● **WHAT IS REQUIRED**: Repeat all of the data precisely.

● **THE INPUT**:

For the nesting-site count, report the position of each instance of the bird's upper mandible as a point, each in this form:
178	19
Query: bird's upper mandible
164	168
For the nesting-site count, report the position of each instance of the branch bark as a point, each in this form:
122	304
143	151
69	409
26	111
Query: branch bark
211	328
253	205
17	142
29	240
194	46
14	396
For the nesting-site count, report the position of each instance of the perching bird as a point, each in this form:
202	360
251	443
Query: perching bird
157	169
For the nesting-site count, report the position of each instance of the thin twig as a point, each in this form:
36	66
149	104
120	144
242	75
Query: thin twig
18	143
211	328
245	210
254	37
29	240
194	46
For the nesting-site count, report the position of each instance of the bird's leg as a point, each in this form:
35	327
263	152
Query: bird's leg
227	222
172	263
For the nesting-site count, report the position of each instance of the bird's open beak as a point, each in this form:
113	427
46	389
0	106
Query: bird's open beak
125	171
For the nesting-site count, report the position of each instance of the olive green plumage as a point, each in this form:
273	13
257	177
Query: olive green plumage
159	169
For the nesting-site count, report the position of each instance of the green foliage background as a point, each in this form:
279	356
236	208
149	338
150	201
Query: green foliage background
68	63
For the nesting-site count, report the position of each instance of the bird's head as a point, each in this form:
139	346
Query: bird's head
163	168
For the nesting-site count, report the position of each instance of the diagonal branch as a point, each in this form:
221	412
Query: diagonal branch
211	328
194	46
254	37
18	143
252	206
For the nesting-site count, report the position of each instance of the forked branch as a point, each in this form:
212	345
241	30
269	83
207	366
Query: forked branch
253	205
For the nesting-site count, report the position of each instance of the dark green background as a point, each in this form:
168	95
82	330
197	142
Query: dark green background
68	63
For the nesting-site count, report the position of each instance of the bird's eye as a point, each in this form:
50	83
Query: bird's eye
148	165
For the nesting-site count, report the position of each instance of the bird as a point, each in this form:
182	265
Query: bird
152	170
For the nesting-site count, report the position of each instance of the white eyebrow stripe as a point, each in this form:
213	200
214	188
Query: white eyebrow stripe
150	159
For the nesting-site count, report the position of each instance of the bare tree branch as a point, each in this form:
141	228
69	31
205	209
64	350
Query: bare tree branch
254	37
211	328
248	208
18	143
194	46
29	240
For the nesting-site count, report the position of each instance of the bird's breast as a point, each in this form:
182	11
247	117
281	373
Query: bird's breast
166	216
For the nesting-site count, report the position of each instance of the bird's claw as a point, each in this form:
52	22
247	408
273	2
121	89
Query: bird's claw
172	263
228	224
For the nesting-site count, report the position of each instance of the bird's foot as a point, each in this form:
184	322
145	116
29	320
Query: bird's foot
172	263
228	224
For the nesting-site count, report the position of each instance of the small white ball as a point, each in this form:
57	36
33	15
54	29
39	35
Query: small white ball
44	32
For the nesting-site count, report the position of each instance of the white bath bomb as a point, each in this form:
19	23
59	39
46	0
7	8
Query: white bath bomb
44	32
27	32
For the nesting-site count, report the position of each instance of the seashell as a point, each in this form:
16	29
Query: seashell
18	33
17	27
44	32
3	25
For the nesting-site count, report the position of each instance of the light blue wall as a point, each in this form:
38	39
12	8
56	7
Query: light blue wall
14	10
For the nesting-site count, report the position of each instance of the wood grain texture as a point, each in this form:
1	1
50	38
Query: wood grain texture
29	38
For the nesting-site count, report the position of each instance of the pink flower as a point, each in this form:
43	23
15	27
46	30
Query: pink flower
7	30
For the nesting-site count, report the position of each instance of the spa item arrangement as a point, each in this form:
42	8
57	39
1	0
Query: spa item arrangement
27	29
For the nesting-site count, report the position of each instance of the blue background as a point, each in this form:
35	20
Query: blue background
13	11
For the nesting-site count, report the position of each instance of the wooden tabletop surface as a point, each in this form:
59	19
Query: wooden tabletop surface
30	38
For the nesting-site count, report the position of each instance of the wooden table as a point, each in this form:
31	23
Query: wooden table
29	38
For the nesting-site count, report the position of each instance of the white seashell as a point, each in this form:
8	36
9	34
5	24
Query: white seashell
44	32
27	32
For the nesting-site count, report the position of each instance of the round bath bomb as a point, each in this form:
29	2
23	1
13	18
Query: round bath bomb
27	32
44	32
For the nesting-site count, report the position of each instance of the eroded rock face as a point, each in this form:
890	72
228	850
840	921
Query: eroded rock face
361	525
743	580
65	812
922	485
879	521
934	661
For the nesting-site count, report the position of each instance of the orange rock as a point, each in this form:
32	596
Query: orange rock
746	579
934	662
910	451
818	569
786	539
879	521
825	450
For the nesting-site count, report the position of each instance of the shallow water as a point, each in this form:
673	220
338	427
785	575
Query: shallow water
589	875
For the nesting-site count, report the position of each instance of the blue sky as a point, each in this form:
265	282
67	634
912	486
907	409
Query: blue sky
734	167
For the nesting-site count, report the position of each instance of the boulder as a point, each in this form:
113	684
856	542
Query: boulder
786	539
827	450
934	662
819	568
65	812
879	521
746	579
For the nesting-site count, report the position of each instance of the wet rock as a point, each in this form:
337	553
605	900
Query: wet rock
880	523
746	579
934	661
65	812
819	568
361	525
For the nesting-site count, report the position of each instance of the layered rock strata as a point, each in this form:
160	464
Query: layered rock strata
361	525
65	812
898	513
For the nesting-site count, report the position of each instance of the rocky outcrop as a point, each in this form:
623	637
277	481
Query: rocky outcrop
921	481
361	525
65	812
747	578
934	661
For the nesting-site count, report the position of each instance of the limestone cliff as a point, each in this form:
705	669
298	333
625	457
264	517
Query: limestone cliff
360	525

● **RESULT FOR THIS TASK**:
For the nesting-site count, report the position of each instance of the bird's upper mandible as a point, each in this form:
178	19
Query: bird's upper mandible
164	168
For the nesting-site count, report the position of each instance of the branch bark as a point, each in this form:
122	304
143	151
69	409
26	111
Query: branch bark
211	328
253	205
17	142
29	240
194	46
14	396
For the nesting-site count, report the position of each instance of the perching bird as a point, each in this form:
202	360
251	443
Query: perching bird
157	169
For the nesting-site count, report the position of each instance of the thin twig as a point, each in this form:
36	66
149	104
120	144
242	75
Query: thin twig
18	143
211	328
245	210
254	37
29	240
194	46
For the nesting-site count, report the position of each instance of the bird's leg as a point, each in this form:
35	327
263	152
Query: bird's leg
227	222
172	263
For the nesting-site count, report the position of each instance of the bird's open beak as a point, each in this form:
113	427
46	389
0	106
Query: bird's open beak
125	171
For the nesting-site count, report the position of each instance of the olive green plumage as a point, each in this form:
273	13
257	177
Query: olive green plumage
159	169
For the nesting-site count, report the position of each instance of the green foliage background as a point, each in this form:
279	356
236	208
149	338
150	201
Query: green foliage background
68	63
For the nesting-site count, report the position of each instance of the bird's head as a point, each in this form:
139	346
Query: bird's head
163	168
For the nesting-site count, report the position of each instance of the diagonal branch as a point, each in this form:
221	412
Query: diagonal branch
211	328
194	46
254	37
18	143
252	206
For the nesting-site count, report the position of each instance of the forked branch as a point, each in this form:
212	345
241	30
269	83
207	366
Query: forked branch
253	205
For the nesting-site count, report the position of each instance of the dark green background as a point, each in this form:
168	95
82	330
197	142
Query: dark green background
68	63
For the nesting-site count, report the position of each instance of the bird's eye as a point, each in this form:
50	83
Query: bird's eye
148	165
For the nesting-site count, report the position of each instance of the bird as a point, each in this form:
182	265
Query: bird
152	170
For the nesting-site count, report the position of each instance of the white eyebrow stripe as a point, each in this form:
213	200
214	188
Query: white eyebrow stripe
150	159
For the nesting-site count, report the position of each instance of the bare tree branch as a point, each in this form:
141	228
69	31
205	209
64	350
Query: bare tree branch
254	37
211	328
248	208
18	143
194	46
29	240
For the nesting-site count, report the position of each instance of the bird's breast as a point, each in this form:
182	11
247	117
281	373
Query: bird's breast
166	216
For the nesting-site count, report the position of each instance of the bird's claw as a point, each in this form:
52	22
247	408
273	2
121	89
Query: bird's claw
172	263
228	224
For the nesting-site count, report the position of each instance of the bird's foot as a point, each in this form:
184	322
145	116
29	320
Query: bird's foot
172	263
228	224
For the nesting-site count, report the position of each instance of the small white ball as a point, each in this form:
57	36
33	15
54	29
39	35
Query: small white ball
44	32
For the nesting-site count, report the position of each instance of the white bath bomb as a point, each in this form:
19	23
59	39
46	0
7	8
Query: white bath bomb
44	32
27	32
For the nesting-site count, report the position of each instance of the seashell as a point, each in this form:
16	29
Query: seashell
18	33
17	27
44	32
3	25
For the nesting-site count, report the position of each instance of the light blue wall as a point, each in this form:
38	39
12	8
56	7
Query: light blue wall
14	10
For the nesting-site count, report the position of each instance of the wood grain texture as a point, each in this form:
1	1
50	38
Query: wood grain texture
29	38
For the nesting-site count, report the position of each instance of the pink flower as a point, each in this form:
43	23
15	27
46	30
Query: pink flower
7	30
For the nesting-site count, report the position of each instance of the spa item arrangement as a point, each in this form:
42	8
57	39
1	0
Query: spa item arrangement
27	29
For the nesting-site count, report the position of each instance of the blue background as a point, each in this form:
35	20
Query: blue background
13	11
For the nesting-site count, report the position of each instance of the wooden tabletop surface as a point, each in this form:
59	19
Query: wooden tabletop surface
30	38
For the nesting-site count, report the position of each instance of the wooden table as a point, each in this form:
31	23
Query: wooden table
29	38
For the nesting-site count, report the position of each instance of the white seashell as a point, each in this form:
8	36
9	34
5	24
Query: white seashell
44	32
27	32
For the nesting-site count, report the position of each instance of the round bath bomb as a point, each in this form:
29	2
23	1
13	18
Query: round bath bomb
27	32
44	32
For the nesting-site count, report the position of each instance of the eroded rock face as a point, each in this form:
890	72
228	850
840	921
Query: eroded rock face
361	525
743	580
65	812
922	485
879	521
934	661
For the nesting-site count, report the position of each instance of the orange rock as a point, each in this form:
32	596
Query: orange rock
746	579
934	662
910	451
818	569
786	539
879	521
825	450
For the nesting-site count, report the position of each instance of the shallow water as a point, each in this form:
673	220
338	427
785	575
Query: shallow water
589	875
For the nesting-site count, report the position of each instance of the blue sky as a point, each in this form:
265	282
67	634
912	486
907	409
Query: blue sky
734	167
For the nesting-site count, report the position of each instance of the boulder as a point, each in this form:
113	684
856	542
Query: boulder
786	539
827	450
934	662
819	568
65	812
879	521
746	579
For the nesting-site count, report the position of each instance of the wet rock as a point, each in this form:
337	553
605	900
Query: wet rock
880	523
746	579
934	661
65	812
819	568
361	525
For the nesting-site count, report the position of each instance of the layered rock strata as a point, each in this form:
160	464
Query: layered rock strata
361	525
65	812
898	513
For the nesting-site count, report the position of each instance of the rocky outcrop as a point, each in this form:
623	637
277	481
Query: rocky outcrop
921	481
361	525
65	812
747	578
934	661
For the nesting-site count, report the position of each instance of the limestone cliff as a point, each in this form:
705	669
298	333
625	457
264	517
Query: limestone cliff
360	525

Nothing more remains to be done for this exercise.